## What you are asked to do
Retype each line below without a single alteration.

Collected data:
—————

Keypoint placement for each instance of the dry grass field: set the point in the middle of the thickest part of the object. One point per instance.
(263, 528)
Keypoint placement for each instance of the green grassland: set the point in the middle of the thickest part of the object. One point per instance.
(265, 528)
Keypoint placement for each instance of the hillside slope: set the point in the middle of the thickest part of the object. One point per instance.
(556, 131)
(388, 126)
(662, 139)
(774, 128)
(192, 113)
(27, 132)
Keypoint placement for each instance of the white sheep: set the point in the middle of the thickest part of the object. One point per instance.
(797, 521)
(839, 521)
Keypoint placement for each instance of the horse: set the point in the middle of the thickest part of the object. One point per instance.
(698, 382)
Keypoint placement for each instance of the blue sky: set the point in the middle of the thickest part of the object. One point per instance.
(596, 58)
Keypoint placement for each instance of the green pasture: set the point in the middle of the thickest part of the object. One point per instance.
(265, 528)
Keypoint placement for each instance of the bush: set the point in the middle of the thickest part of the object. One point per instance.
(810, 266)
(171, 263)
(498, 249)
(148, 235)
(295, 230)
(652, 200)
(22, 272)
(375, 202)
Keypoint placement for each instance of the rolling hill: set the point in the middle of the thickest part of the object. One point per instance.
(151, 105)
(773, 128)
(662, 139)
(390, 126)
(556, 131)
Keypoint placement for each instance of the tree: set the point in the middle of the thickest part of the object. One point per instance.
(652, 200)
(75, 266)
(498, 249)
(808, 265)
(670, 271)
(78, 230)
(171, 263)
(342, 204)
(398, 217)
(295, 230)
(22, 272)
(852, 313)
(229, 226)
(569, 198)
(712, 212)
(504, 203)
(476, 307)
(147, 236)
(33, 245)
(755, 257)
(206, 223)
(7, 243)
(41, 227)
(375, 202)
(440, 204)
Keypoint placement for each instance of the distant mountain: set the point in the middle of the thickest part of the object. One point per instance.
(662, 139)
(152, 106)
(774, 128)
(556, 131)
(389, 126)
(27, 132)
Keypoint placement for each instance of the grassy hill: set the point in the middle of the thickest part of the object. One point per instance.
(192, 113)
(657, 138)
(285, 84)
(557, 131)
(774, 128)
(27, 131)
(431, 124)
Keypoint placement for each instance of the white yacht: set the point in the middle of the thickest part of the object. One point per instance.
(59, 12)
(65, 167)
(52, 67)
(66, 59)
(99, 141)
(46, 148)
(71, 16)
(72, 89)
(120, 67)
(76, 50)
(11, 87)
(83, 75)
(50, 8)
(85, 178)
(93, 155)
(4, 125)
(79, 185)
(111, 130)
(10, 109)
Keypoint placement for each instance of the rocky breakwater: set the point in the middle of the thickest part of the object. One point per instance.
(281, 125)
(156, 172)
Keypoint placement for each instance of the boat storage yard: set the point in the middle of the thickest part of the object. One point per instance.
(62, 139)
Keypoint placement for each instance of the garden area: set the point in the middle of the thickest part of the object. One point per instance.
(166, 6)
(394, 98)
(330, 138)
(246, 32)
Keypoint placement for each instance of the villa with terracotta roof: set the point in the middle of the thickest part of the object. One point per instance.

—————

## Reply to the task
Keypoint placement for each instance of the dry grass field: set the point in the middle of the thickest part of the object. One point per instance.
(263, 528)
Keypoint placement for each instance of the green grassland: set the point in the middle of the thickest part of the object. One point per instance.
(265, 528)
Keypoint placement for each instance of the hillside slope: set the point in the middle of the thickest part of the object. One point per instance.
(556, 131)
(388, 126)
(662, 139)
(774, 128)
(192, 113)
(27, 132)
Keypoint placement for each instance of the white sheep: set the point in the middle of the thickest part of the object. One point per instance.
(797, 521)
(839, 521)
Keypoint placement for each instance of the horse: set the point in the middle of the thickest part of the object. One point per instance.
(698, 382)
Keypoint placement for each instance of the blue sky: set the point in the middle of the thickest part of the object. One point per instance.
(596, 58)
Keypoint placement for each instance of the green pasture: set the point in the middle of the thickest part of the object. One point per instance.
(265, 528)
Keypoint placement for each instance of the bush: set the point in the middle of the thickest part of the object. One point per instance.
(810, 266)
(171, 263)
(498, 249)
(148, 235)
(295, 230)
(652, 200)
(22, 272)
(375, 202)
Keypoint placement for each instance of the rolling hill: set the point in the middle of the thickest part of the object. One point per instance.
(151, 105)
(773, 128)
(662, 139)
(390, 126)
(556, 131)
Keypoint placement for each instance of the tree: set the point in the middle of the thickest part of the object. One point per instance.
(652, 200)
(75, 266)
(498, 249)
(808, 265)
(670, 271)
(78, 230)
(171, 263)
(342, 204)
(398, 217)
(295, 230)
(22, 272)
(852, 313)
(229, 226)
(569, 198)
(712, 212)
(504, 203)
(476, 307)
(147, 236)
(33, 245)
(755, 257)
(206, 223)
(7, 243)
(41, 227)
(375, 202)
(440, 204)
Keypoint placement for each instance of the distant mountain: set the point in the middle of the thickest part of the object. One point per instance.
(662, 139)
(152, 106)
(774, 128)
(556, 131)
(389, 126)
(27, 132)
Keypoint placement for each instance of the grassy hill: set the point in the middle of the thickest part of the object. One point per instance.
(192, 113)
(657, 138)
(285, 84)
(557, 131)
(774, 128)
(27, 131)
(431, 124)
Keypoint placement for each instance of the white yacht: set the point in the middle of the thickest part of the object. One point per instance.
(59, 12)
(65, 167)
(52, 67)
(66, 59)
(99, 141)
(46, 148)
(71, 16)
(72, 89)
(120, 67)
(76, 50)
(11, 87)
(83, 75)
(50, 8)
(85, 178)
(93, 155)
(4, 125)
(79, 185)
(111, 130)
(10, 109)
Keypoint placement for each instance of the rocky breakwater: set the point in the middle of the thickest part of the object. One point per instance.
(281, 125)
(156, 172)
Keypoint placement for each instance of the boat storage yard: set the point in the middle of the thickest part of the object. One point per instance.
(62, 139)
Keypoint placement for each instance of the garden area: set the point in the middle of the thickest part of the object. One point per instance.
(166, 6)
(394, 98)
(330, 138)
(246, 32)
Keypoint placement for each instance of the villa with terracotta roof: set the point in the middle of the thickest part of the object. One point per instance.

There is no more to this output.